SELECTED EXCERPT>

10th October 2011   ·   0 Comments

Some six years after helping Xavier University of Louisiana recover from the effects of Hur­ricane Katrina, the Middle Eastern country of Qatar is now seeking the help of the nation’s only Black Catholic university in providing a similar helping hand to earthquake-ravaged Haiti.

XU President Dr. Norman Fran­cis sits on an ad hoc committee created by the Qatar government that is charged with analyzing proposals for approximately $20 million in grant money that has been earmarked for recovery projects in Haiti. After Katrina, Qatar gave Xavier a $12.5 million grant to build a new pharmacy building and $5 million in scholarships for students affected by the storm.

Francis and a team of Xavier administrators hosted two Haitian bishops and the rector of the Catholic university in Haiti to flesh out ideas for a proposed collaboration between Xavier and the Universite Notre-Dame d’Haiti that could involve exchanges of students and professors as well as the creation of a school of pharmacy and an expanded teacher certification program in Haiti.

Archbishop Guire Poulard of Port-au-Prince, Bishop Pierre-Antoine Paulo of Port-de-Paix and Msgr. Pierre-Andre Pierre, rector of Universite Notre-Dame d’Haiti, spent three days on campus to discuss their needs and what joint initiatives might be most effective.

“This is a great opportunity to partner with Xavier University,” Msgr. Pierre said. “We have common ground. We have common values. It would be the first Catholic university in Haiti partnering with the first university created by St. Katharine Drexel in the United States to serve the Black people here. For us, it is very meaningful.”

[Referring expression data]
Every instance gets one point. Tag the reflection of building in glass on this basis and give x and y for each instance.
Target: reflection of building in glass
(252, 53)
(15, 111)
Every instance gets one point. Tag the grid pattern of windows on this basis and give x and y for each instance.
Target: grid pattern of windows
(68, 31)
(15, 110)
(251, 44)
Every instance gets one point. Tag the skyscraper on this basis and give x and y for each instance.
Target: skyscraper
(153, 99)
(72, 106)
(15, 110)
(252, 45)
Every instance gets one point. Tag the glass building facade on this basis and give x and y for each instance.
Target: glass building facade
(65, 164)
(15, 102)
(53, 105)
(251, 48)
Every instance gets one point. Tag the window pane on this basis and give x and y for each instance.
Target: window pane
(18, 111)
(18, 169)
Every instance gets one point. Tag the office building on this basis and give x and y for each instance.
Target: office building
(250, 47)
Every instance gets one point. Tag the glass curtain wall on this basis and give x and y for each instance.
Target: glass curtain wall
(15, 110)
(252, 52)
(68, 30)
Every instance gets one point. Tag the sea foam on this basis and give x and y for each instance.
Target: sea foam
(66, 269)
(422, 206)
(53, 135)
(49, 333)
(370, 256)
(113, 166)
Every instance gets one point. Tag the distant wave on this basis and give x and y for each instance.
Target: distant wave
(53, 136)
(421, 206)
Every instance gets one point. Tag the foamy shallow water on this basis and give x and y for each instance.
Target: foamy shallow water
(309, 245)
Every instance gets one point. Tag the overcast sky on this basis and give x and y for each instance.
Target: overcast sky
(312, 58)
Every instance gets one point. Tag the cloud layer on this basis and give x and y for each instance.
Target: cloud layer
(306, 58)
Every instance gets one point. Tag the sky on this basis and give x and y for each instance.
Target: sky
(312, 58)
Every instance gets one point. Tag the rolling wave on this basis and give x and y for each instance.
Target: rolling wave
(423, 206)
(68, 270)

THINGS TO DO>
a - Answer these questions using the article about Qatar, Xavier University and Haiti:
(i) How large a grant did Qatar give Xavier after Katrina to build a new pharmacy building?
(ii) How many days did the Haitian visitors spend on campus?
(iii) Who is the rector of Universite Notre-Dame d'Haiti?
b - Continue the article about Xavier University's proposed partnership with Haiti from the end of Msgr. Pierre's quote.

ANSWERS FOR THE EXERCISE>
a -
(i) $12.5 million
(ii) Three days
(iii) Msgr. Pierre-Andre Pierre

b -
Notre-Dame d’Haiti, founded by the Haitian bishops in 1996, currently has about 3,000 students studying at campuses across Haiti. The university already has a medical school already in place in Port-au-Prince, but is now considering adding a pharmacy school. Cur­rently Haiti has only one pharmacy school in a public university.

Also, the bishops emphasized Haiti’s desperate need for trained teachers at the kindergarten through 12th-grade level.

“We can’t build homes or do irrigation projects, but we can help develop the human capital of skilled professionals so that they would be able to go back to Haiti and help develop the next level,” said Francis. “Education is really the key to that. The archbishop said the K-12 system is very important to him. He’s very much concerned about the elementary schools and the high schools, and that’s one of our strengths.”

Xavier is one of only two universities in Louisiana with a school of pharmacy. One possibility under the new collaboration would be to have fourth-year pharmacy students make their six-week residency in a Haitian hospital.

“It would be a great opportunity to go and see not just the poverty but the different degrees of suffering as well as what services are needed as pharmacists,” said Francis. “It would be eye-opening for a young 21-year-old to see that.”